== EXCERPTED PASSAGE
Received-SPF: pass (google.com: domain of linux-kernel-owner@vger.kernel.org designates 2620:137:e000::1:20 as permitted sender) client-ip=2620:137:e000::1:20;
From:   Mathieu Desnoyers <mathieu.desnoyers@efficios.com>
To:     Peter Zijlstra <peterz@infradead.org>
Cc:     linux-kernel@vger.kernel.org,
        Mathieu Desnoyers <mathieu.desnoyers@efficios.com>,
        Ingo Molnar <mingo@redhat.com>,
        Valentin Schneider <vschneid@redhat.com>,
        Steven Rostedt <rostedt@goodmis.org>,
        Ben Segall <bsegall@google.com>, Mel Gorman <mgorman@suse.de>,
        Daniel Bristot de Oliveira <bristot@redhat.com>,
        Vincent Guittot <vincent.guittot@linaro.org>,
        Juri Lelli <juri.lelli@redhat.com>,
        Swapnil Sapkal <Swapnil.Sapkal@amd.com>,
        Aaron Lu <aaron.lu@intel.com>, x86@kernel.org
Subject: [RFC PATCH 1/1] sched: Favor almost idle previously used CPUs for wake affine
Date:   Thu, 10 Aug 2023 10:06:35 -0400
Message-Id: <20230810140635.75296-1-mathieu.desnoyers@efficios.com>
MIME-Version: 1.0
Content-Transfer-Encoding: 8bit
Precedence: bulk

Allow select_task_rq to favor almost idle previously used CPU for wake
affine. This is achieved by using the CPU load of the previously used
CPU as "almost idle" criterion in wake_affine_idle(), and by passing the
target idleness state from wake_affine_idle() to select_idle_sibling()
so it does not need to be reevaluated.

This speeds up the following hackbench workload on a 192 cores AMD EPYC
9654 96-Core Processor (over 2 sockets):

hackbench -g 32 -f 20 --threads --pipe -l 480000 -s 100

from 49s to 34s. (30% speedup)

We can observe that the number of migrations is reduced significantly
(-68%) with this patch, which may explain the speedup.

Baseline:      115M cpu-migrations  (8.954 K/sec)
With patch:     36M cpu-migrations  (3.167 K/sec)

This was developed as part of the investigation into a weird regression
reported by AMD where adding a raw spinlock in the scheduler context
switch accelerated hackbench. It turned out that changing this raw
spinlock for a loop of 10000x cpu_relax within do_idle() had similar
benefits.

This patch achieves a similar effect without the busy-waiting by
allowing select_task_rq to favor almost idle previously used CPUs based
on the CPU load of that CPU. The threshold of "5" for almost idle CPU
load has been identified empirically using the hackbench workload.

This patch should be considered "food for thoughts", and I would be glad
to hear feedback on whether it causes improvement or regressions on
_other_ workloads, or helps speeding up hackbench on other hardware as
well.
====
## PROMPT 1
Return everything in the scheduler patch email from "from 49s to" down to "explain the speedup.", word for word.
## PROMPT 2
Write the next part of the scheduler patch email, picking up right after its final sentence.
== DATA
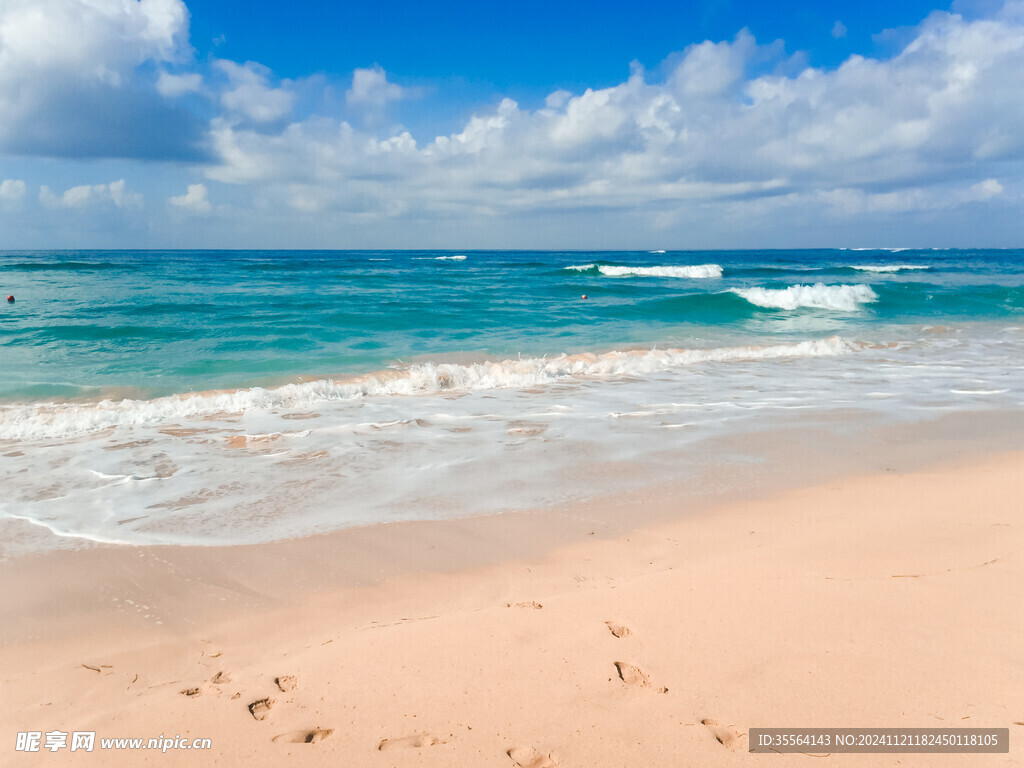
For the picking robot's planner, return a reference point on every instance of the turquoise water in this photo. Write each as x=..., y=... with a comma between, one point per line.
====
## RESPONSE 1
from 49s to 34s. (30% speedup)

We can observe that the number of migrations is reduced significantly
(-68%) with this patch, which may explain the speedup.

## RESPONSE 2
Link: https://lore.kernel.org/r/09e0f469-a3f7-62ef-75a1-e64cec2dcfc5@amd.com
Link: https://lore.kernel.org/lkml/20230725193048.124796-1-mathieu.desnoyers@efficios.com/
Signed-off-by: Mathieu Desnoyers <mathieu.desnoyers@efficios.com>
Cc: Ingo Molnar <mingo@redhat.com>
Cc: Peter Zijlstra <peterz@infradead.org>
Cc: Valentin Schneider <vschneid@redhat.com>
Cc: Steven Rostedt <rostedt@goodmis.org>
Cc: Ben Segall <bsegall@google.com>
Cc: Mel Gorman <mgorman@suse.de>
Cc: Daniel Bristot de Oliveira <bristot@redhat.com>
Cc: Vincent Guittot <vincent.guittot@linaro.org>
Cc: Juri Lelli <juri.lelli@redhat.com>
Cc: Swapnil Sapkal <Swapnil.Sapkal@amd.com>
Cc: Aaron Lu <aaron.lu@intel.com>
Cc: x86@kernel.org
---
 kernel/sched/fair.c | 28 +++++++++++++++++++---------
 1 file changed, 19 insertions(+), 9 deletions(-)

diff --git a/kernel/sched/fair.c b/kernel/sched/fair.c
index 4da5f3541762..0884e4f420ac 100644
--- a/kernel/sched/fair.c
+++ b/kernel/sched/fair.c
@@ -792,7 +792,7 @@ static u64 sched_vslice(struct cfs_rq *cfs_rq, struct sched_entity *se)
 #include "pelt.h"
 #ifdef CONFIG_SMP
 
-static int select_idle_sibling(struct task_struct *p, int prev_cpu, int cpu);
+static int select_idle_sibling(struct task_struct *p, int prev_cpu, int cpu, int target_idle);
 static unsigned long task_h_load(struct task_struct *p);
 static unsigned long capacity_of(int cpu);
 
@@ -6599,6 +6599,12 @@ static int wake_wide(struct task_struct *p)
 	return 1;
 }
 
+static int
+almost_idle_cpu(int cpu, struct task_struct *p)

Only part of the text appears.